WORK INSTRUCTIONS: Could you copy the data word for word, starting at its first line and ending with the line that contains "point(780, 149)"?

◇ ◇ ◇ ◇ ◇ ◇ ◇

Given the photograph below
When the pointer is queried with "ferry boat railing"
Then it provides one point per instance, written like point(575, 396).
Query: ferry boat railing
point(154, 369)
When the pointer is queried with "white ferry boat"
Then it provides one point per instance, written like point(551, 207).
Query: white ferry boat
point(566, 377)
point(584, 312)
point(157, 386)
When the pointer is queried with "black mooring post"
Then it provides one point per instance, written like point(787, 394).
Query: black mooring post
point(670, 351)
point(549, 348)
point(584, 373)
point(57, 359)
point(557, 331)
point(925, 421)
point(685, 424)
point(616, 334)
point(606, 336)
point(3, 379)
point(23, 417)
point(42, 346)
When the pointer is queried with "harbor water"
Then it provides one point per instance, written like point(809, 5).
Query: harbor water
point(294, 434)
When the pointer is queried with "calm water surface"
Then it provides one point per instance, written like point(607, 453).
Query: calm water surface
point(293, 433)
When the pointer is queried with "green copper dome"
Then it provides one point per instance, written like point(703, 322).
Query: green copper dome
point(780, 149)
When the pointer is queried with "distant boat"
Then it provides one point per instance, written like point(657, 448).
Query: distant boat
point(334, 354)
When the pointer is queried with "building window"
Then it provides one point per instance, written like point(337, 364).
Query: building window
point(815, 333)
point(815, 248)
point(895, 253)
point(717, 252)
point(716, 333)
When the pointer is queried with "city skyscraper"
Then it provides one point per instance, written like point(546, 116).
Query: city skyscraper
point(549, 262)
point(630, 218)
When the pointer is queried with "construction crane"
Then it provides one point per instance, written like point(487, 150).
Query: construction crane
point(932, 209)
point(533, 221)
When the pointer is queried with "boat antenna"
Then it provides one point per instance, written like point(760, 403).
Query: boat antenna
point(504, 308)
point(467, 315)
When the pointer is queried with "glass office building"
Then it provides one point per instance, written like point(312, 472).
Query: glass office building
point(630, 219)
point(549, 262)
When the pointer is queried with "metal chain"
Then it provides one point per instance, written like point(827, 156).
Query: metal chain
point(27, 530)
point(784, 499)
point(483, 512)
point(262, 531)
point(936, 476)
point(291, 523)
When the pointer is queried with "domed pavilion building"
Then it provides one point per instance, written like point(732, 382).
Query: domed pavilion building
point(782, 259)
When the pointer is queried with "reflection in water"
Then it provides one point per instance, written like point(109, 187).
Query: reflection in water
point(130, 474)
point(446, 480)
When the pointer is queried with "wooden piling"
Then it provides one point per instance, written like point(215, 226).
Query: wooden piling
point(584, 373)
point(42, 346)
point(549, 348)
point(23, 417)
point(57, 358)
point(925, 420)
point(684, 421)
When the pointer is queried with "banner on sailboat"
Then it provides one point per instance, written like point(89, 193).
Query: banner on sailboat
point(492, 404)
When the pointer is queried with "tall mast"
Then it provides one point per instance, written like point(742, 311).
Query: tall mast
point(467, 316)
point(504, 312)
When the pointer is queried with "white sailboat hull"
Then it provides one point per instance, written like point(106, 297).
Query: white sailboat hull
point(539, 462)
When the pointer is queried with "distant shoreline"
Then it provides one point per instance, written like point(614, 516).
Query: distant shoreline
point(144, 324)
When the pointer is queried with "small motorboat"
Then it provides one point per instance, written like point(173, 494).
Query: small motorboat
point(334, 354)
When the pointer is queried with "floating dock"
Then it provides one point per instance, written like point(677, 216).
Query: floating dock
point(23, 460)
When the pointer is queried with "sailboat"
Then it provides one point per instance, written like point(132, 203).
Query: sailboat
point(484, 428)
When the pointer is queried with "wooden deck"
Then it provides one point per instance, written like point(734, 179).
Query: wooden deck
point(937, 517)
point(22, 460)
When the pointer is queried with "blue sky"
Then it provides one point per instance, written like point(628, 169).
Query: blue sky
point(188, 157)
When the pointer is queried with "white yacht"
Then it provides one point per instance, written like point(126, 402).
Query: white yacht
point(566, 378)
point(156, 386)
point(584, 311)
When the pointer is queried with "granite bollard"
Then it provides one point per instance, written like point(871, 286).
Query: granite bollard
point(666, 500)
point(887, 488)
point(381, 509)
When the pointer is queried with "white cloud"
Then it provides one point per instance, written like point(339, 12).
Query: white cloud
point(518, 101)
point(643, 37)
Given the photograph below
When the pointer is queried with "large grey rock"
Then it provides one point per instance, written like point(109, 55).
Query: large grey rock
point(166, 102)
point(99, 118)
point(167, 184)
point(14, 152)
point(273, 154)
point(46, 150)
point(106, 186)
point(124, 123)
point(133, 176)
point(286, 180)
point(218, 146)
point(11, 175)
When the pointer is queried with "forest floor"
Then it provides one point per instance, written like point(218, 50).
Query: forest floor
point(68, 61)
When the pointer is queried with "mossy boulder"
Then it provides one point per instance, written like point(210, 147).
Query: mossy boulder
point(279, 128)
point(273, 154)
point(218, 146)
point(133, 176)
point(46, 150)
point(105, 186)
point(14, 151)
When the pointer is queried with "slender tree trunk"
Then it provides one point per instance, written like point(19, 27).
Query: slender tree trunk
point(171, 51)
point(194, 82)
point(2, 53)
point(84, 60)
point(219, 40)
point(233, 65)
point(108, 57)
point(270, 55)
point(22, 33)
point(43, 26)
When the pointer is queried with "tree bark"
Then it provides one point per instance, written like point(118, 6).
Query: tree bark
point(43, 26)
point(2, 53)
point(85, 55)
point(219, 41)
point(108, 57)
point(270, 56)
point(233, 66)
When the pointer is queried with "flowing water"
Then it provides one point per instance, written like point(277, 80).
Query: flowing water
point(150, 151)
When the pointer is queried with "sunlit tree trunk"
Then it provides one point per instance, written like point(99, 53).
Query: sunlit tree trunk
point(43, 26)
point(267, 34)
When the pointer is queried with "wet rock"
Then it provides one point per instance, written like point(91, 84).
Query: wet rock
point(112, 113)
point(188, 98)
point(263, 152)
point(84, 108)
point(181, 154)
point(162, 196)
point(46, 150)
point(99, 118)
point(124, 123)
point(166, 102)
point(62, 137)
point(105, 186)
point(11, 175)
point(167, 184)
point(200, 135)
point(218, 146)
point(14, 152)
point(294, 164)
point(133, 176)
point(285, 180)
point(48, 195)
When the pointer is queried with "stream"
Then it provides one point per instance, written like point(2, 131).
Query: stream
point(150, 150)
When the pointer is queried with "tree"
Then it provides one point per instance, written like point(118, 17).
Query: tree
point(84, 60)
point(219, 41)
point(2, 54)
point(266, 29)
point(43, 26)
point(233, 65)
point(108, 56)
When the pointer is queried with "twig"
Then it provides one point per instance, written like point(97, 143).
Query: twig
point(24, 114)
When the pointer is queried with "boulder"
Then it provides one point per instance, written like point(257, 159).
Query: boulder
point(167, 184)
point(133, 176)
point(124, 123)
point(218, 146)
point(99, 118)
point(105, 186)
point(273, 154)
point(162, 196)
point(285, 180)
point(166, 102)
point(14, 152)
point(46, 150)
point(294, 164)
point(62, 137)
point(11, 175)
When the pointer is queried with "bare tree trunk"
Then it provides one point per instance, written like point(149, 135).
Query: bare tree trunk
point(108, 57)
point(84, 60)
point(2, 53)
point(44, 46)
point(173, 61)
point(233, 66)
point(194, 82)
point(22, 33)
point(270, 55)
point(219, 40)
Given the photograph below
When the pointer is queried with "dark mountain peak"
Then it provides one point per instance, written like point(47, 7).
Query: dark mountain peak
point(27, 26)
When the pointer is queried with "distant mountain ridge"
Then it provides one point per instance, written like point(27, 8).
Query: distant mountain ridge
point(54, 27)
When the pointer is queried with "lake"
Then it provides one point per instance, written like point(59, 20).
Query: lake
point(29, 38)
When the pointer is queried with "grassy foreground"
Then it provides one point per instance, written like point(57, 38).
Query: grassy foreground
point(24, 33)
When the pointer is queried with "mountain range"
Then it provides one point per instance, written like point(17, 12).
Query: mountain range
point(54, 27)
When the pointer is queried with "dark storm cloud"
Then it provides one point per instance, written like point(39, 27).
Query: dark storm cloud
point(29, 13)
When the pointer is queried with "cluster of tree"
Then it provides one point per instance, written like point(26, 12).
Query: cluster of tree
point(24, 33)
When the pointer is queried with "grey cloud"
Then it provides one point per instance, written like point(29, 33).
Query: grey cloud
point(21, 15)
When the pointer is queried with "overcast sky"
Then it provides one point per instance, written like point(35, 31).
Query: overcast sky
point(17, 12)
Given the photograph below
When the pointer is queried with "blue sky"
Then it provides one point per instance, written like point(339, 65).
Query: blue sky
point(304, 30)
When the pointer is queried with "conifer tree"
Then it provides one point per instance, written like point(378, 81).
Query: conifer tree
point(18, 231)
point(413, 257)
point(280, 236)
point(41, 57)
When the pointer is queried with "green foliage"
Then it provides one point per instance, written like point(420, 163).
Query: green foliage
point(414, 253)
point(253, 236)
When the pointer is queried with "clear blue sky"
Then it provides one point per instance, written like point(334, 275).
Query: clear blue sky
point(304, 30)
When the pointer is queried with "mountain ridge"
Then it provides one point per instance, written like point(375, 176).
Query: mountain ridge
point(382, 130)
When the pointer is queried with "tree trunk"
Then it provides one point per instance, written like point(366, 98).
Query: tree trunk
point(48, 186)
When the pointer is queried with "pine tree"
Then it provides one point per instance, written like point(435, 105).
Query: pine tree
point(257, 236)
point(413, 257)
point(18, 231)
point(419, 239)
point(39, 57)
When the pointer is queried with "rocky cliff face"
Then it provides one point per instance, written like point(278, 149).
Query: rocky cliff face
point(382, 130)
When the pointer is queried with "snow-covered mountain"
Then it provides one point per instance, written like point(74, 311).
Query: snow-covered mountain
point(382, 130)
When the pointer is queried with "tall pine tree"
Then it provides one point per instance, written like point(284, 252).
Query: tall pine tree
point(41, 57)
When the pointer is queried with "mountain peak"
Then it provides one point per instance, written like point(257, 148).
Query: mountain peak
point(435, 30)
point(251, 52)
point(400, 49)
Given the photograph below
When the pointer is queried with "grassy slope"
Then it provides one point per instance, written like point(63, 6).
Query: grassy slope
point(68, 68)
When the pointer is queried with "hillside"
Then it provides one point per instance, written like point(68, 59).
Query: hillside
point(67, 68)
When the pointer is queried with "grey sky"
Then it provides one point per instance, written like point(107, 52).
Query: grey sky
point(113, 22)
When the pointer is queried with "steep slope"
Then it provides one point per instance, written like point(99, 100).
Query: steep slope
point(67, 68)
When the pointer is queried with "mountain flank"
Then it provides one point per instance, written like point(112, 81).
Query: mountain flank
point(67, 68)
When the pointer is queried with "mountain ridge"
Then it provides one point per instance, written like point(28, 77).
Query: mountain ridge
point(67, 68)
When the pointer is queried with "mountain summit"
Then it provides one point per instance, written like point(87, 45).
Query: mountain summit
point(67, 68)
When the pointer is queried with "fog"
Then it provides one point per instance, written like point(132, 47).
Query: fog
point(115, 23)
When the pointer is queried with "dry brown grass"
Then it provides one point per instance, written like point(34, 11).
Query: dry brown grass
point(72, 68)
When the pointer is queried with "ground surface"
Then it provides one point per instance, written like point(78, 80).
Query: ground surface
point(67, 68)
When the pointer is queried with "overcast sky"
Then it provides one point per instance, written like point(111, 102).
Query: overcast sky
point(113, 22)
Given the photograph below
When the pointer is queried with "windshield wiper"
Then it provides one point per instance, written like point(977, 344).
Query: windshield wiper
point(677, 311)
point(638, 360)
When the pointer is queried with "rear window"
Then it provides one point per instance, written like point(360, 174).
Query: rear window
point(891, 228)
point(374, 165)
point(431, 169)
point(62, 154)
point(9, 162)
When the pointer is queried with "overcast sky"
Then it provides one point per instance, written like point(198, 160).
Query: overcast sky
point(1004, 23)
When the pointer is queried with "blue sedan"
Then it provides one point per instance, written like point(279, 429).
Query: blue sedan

◇ ◇ ◇ ◇ ◇ ◇ ◇

ANSWER TO THE PROBLEM:
Given the photograph below
When the pointer is queried with "ferry boat railing"
Then it provides one point per instance, written like point(575, 396).
Query: ferry boat railing
point(154, 369)
When the pointer is queried with "white ferry boat"
Then it provides one point per instance, written like point(551, 207).
Query: white ferry boat
point(566, 377)
point(584, 312)
point(157, 386)
When the pointer is queried with "black mooring post"
Then it provides one point per instance, written like point(787, 394).
Query: black mooring post
point(670, 351)
point(549, 348)
point(584, 373)
point(57, 359)
point(557, 331)
point(925, 421)
point(685, 424)
point(616, 334)
point(606, 336)
point(3, 379)
point(23, 417)
point(42, 346)
When the pointer is queried with "harbor water"
Then it provides one point per instance, written like point(809, 5).
Query: harbor water
point(294, 434)
When the pointer is queried with "calm water surface"
Then it provides one point per instance, written like point(607, 453).
Query: calm water surface
point(293, 433)
When the pointer is queried with "green copper dome"
Then it provides one point per instance, written like point(703, 322).
Query: green copper dome
point(780, 149)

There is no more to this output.